[Items listed in a dataset]
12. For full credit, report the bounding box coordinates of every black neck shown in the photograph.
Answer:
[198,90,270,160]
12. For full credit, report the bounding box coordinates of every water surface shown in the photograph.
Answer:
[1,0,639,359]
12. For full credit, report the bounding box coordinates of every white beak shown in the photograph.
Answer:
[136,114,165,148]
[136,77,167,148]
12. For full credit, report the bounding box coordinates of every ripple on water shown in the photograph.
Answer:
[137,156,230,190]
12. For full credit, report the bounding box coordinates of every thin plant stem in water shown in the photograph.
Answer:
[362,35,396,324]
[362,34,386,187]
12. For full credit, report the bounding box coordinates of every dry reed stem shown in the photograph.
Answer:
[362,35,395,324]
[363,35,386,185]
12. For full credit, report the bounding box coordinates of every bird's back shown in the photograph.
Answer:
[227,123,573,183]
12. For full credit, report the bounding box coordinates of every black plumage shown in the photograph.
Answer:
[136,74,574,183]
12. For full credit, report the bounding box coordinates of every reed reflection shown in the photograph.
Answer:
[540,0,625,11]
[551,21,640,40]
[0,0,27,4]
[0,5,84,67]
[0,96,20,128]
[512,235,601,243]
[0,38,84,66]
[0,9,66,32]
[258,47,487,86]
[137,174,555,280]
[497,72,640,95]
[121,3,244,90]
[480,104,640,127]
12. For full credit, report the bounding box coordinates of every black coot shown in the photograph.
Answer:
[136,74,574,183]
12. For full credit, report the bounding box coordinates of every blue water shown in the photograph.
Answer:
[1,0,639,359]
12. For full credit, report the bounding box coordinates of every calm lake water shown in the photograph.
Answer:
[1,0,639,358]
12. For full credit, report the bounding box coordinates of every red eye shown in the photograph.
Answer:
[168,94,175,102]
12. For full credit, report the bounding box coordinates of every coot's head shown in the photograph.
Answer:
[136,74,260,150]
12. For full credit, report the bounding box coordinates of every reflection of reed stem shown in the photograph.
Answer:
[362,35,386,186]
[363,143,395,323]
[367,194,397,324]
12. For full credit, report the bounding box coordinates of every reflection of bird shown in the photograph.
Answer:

# WHAT THIS TASK INVOLVES
Restate each of the records exactly, leaving nothing out.

# RESPONSE FOR THIS EXERCISE
12. For full credit, report the bounding box coordinates of every black neck shown in the photograph.
Answer:
[198,90,270,160]
12. For full credit, report the bounding box coordinates of every water surface shown in the photograph.
Answer:
[1,0,639,359]
12. For full credit, report the bounding box coordinates of every white beak shown in the photograph.
Answer:
[136,114,165,148]
[136,77,167,148]
12. For full credit, report the bounding box coordinates of every ripple on water shown in the photograph.
Answer:
[137,156,230,190]
12. For full credit, report the bounding box coordinates of every thin plant stem in water shown in the photograph.
Answer:
[362,35,396,324]
[362,34,386,187]
12. For full credit, report the bounding box coordinates of every dry reed stem shown in the photograph.
Answer:
[362,35,395,324]
[363,35,386,185]
12. For full credit, report the bounding box coordinates of every bird's back shown in the photograph.
Answer:
[227,123,573,183]
12. For full credit, report the bounding box coordinates of every black plumage shown in the photograph.
Answer:
[136,74,574,183]
12. For full credit, report the bounding box coordinates of every reed reflection shown in the photograph.
Answer:
[540,0,625,11]
[551,21,640,40]
[0,0,27,4]
[0,5,84,67]
[0,96,20,128]
[512,235,601,243]
[0,38,84,66]
[0,9,66,32]
[258,47,487,86]
[137,174,555,280]
[497,72,640,95]
[121,3,244,90]
[480,104,640,127]
12. For full credit, report the bounding box coordinates of every black coot shown in the photograph.
Answer:
[136,74,574,183]
12. For full credit, report the bounding box coordinates of every blue water shown in the photograph.
Answer:
[1,0,639,359]
12. For full credit, report the bounding box coordinates of every calm lake water shown in the photograph.
Answer:
[1,0,639,358]
12. For full credit, report the bounding box coordinates of every red eye shown in the photograph.
Answer:
[168,94,175,102]
12. For full credit, report the bounding box coordinates of every coot's head shown in the photograph.
Answer:
[136,74,260,150]
12. For full credit, report the bounding box coordinates of every reflection of reed stem shown in the photograph.
Answer:
[362,35,386,186]
[363,143,395,323]
[367,194,397,324]
12. For full credit, report the bounding box coordinates of every reflection of bird shown in the photograph.
Answer:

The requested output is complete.